▸ **TASK GOAL**: Would you reproduce exactly the lines below from the one holding "form: point(981, 545)." through the one holding "form: point(1112, 172).", inclusive, and no others?

──────── SUPPLIED MATERIAL ────────

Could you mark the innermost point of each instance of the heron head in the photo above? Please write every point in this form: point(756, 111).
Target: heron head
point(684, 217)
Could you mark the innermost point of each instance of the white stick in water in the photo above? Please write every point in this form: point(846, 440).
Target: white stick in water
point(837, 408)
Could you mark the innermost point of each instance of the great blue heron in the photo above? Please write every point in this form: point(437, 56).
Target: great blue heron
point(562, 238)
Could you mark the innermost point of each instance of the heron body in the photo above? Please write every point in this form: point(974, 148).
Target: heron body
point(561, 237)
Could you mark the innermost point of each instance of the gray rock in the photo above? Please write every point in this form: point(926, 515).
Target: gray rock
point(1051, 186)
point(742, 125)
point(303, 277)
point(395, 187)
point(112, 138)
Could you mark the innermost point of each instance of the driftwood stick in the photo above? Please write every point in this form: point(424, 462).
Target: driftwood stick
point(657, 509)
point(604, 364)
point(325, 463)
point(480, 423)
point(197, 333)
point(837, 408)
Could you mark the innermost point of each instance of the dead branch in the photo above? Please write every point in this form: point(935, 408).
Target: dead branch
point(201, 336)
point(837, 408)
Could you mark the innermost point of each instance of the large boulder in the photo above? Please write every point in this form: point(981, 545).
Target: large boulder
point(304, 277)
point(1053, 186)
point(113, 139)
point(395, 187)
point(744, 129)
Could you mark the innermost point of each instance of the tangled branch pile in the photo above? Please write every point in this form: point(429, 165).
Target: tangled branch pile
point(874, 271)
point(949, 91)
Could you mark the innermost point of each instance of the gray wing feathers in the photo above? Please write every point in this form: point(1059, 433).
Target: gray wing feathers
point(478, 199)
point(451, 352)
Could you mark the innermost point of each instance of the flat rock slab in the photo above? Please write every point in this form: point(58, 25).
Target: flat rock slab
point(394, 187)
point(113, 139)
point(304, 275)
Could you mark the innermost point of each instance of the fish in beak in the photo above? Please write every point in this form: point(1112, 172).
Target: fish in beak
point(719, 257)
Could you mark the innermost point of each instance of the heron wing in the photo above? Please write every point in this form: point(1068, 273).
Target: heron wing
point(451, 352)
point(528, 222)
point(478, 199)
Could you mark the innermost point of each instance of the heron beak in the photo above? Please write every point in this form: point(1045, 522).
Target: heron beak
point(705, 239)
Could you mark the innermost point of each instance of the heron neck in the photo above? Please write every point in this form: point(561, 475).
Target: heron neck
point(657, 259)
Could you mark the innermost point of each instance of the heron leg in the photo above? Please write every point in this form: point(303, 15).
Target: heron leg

────────

▸ **EXERCISE SOLUTION**:
Could you mark the innermost point of each instance of the large boulder in the photo above? Please write every point in this form: point(981, 545).
Target: large boulder
point(304, 277)
point(1053, 186)
point(113, 139)
point(395, 187)
point(744, 129)
Could you mark the innermost point of each instance of the tangled branch pile in the photo above? Please write every point in this form: point(429, 165).
Target: tangled branch pile
point(874, 271)
point(949, 91)
Could you mark the innermost point of each instance of the gray wing feathers in the photo above? Please write every point in this form: point(1059, 433).
Target: gray wing feathers
point(478, 199)
point(451, 352)
Could you mark the innermost point of each instance of the flat rock slab in the photo above? Please write every point in this form: point(58, 25).
Target: flat rock slab
point(394, 187)
point(113, 139)
point(304, 275)
Could you mark the innermost point of each instance of the fish in beak in the photo above? Please write every point in this form: point(1112, 172).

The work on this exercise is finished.